Check each line below for the word "instance", and copy those that have it.

*** Opening Input data ***

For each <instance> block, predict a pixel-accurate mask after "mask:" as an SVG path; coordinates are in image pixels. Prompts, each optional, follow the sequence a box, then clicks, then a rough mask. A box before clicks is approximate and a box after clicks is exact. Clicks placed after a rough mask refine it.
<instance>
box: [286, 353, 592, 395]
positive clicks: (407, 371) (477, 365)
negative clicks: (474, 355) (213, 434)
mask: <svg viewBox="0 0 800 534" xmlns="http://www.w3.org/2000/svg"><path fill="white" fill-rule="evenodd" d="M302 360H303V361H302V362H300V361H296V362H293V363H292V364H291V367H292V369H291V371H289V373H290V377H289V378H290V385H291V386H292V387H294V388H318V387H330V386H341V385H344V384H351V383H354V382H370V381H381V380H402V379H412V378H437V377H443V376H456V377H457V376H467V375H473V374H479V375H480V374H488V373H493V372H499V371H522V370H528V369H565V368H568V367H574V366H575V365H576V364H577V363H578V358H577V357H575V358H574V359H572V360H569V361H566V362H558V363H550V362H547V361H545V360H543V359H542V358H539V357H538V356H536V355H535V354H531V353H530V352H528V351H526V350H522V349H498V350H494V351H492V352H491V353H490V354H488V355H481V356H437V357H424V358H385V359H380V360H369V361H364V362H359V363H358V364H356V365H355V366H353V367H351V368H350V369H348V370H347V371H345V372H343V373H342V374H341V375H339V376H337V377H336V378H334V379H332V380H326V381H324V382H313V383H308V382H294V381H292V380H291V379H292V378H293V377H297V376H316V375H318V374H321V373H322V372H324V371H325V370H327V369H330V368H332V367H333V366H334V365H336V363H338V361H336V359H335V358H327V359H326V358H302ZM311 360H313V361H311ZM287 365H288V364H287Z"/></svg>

*** Closing Input data ***

▶ _Task output_:
For each <instance> block, predict a pixel-accurate mask after "mask:" as an SVG path; coordinates are in image pixels. Prompts, each optional, follow the sequence a box, then clicks, then a rough mask. A box before clicks is approximate and a box after clicks is exact. Clicks placed after a rough mask refine it.
<instance>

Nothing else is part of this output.